***** TEXT EXCERPT *****

How do we fix this? It is very annoying.

@supersergiy
Copy link
Member

A fix would be to add a corresponding transient error condition to mazepa

@trivoldus28
Copy link
Contributor

@supersergiy Is this the list? https://github.com/ZettaAI/zetta_utils/blob/9295d11ce0d53c48fe1ce4b49b5901ce4f8b5838/zetta_utils/mazepa/transient_errors.py

Should it be something like?

TransientErrorCondition(
        exception_type=OSError,
        text_signature="[Errno 5] Input/output error",
    ),

@supersergiy
Copy link
Member

Yup, that's the one!

@supersergiy
Copy link
Member

Sorry I should've linked it in my comment to begin with

@trivoldus28 trivoldus28 self-assigned this Feb 21, 2024
@trivoldus28
Copy link
Contributor

Made a branch for the fix: https://github.com/ZettaAI/zetta_utils/tree/tri/transient-errors. Need to test though before making a PR.

@nkemnitz
Copy link
Collaborator Author

nkemnitz commented Jul 2, 2024

Another one:
google.auth.exceptions.TransportError: Failed to retrieve http://metadata.google.internal/computeMetadata/v1/universe/universe_domain from the Google Compute Engine metadata service. Compute Engine Metadata server unavailable

Full traceback:

Task traceback: Traceback (most recent call last):          
  File "/usr/local/lib/python3.11/dist-packages/cloudfiles/connectionpools.py", line 61, in get_connection                    
    conn = self.pool.get(block=False)

***** STORED DATA *****

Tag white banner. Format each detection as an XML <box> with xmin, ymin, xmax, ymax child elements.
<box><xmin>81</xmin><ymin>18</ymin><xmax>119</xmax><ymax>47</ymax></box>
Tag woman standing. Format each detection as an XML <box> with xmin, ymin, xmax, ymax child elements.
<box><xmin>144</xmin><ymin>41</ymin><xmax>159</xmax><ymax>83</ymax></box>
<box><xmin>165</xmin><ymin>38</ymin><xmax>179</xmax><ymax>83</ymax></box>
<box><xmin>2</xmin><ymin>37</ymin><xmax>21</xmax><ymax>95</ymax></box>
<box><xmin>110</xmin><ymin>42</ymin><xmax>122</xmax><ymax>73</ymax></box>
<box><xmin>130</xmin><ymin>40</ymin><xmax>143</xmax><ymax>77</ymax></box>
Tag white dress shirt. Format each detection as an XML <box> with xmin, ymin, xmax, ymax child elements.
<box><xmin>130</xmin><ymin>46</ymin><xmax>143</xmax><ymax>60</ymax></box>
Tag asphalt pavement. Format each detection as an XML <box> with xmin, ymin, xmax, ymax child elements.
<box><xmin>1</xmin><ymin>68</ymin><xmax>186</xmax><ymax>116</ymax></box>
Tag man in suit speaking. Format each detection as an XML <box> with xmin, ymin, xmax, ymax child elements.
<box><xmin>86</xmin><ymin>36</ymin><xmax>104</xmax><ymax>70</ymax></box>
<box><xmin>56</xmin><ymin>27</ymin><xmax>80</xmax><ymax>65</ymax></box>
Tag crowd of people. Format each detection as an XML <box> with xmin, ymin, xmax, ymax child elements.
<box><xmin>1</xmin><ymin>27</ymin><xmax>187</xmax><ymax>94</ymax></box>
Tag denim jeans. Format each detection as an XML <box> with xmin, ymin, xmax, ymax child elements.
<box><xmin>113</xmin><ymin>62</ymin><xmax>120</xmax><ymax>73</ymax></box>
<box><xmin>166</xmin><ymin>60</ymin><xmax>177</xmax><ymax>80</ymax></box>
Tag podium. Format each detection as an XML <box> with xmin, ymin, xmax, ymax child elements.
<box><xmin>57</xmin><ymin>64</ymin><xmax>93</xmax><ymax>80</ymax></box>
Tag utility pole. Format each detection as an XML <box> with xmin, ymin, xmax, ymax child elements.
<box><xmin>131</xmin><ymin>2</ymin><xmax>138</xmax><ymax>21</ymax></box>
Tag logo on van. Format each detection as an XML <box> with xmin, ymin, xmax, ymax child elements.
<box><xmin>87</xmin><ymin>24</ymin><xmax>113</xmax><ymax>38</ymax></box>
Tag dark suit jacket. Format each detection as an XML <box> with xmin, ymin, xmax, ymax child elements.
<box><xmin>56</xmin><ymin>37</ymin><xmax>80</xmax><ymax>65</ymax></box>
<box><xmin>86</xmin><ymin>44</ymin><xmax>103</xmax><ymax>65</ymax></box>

*****

Write what comes next in the thread on transient errors in mazepa, starting after its last line. This material has nothing to do with the thread on transient errors in mazepa.

           ^^^^^^^^^^^^^^^^^^^^^^^^^^                       
  File "/usr/lib/python3.11/queue.py", line 168, in get     
    raise Empty            
_queue.Empty               
                           
During handling of the above exception, another exception occurred:                          
                           
Traceback (most recent call last):                          
  File "/opt/zetta_utils/zetta_utils/mazepa/tasks.py", line 99, in __call__                  
    return_value = self._call_task_fn(debug=debug)          
                   ^^^^^^^^^^^^^^^^^^^^^^^^^^^^^^^          
  File "/opt/zetta_utils/zetta_utils/mazepa/tasks.py", line 79, in _call_task_fn             
    return_value = self.fn(*self.args, **self.kwargs)       
                   ^^^^^^^^^^^^^^^^^^^^^^^^^^^^^^^^^^       
  File "/opt/zetta_utils/zetta_utils/mazepa_layer_processing/common/volumetric_callable_operation.py", line 90, in __call__   
    task_kwargs = _process_callable_kwargs(idx_input_padded, kwargs)                         
                  ^^^^^^^^^^^^^^^^^^^^^^^^^^^^^^^^^^^^^^^^^^^^^^^^^^                         
  File "/opt/zetta_utils/zetta_utils/mazepa_layer_processing/common/callable_operation.py", line 23, in _process_callable_kwargs                               
    result[k] = v.read_with_procs(idx)                      
                ^^^^^^^^^^^^^^^^^^^^^^                      
  File "/opt/zetta_utils/zetta_utils/layer/layer_base.py", line 53, in read_with_procs       
    data_backend = self.backend.read(idx=idx_proced)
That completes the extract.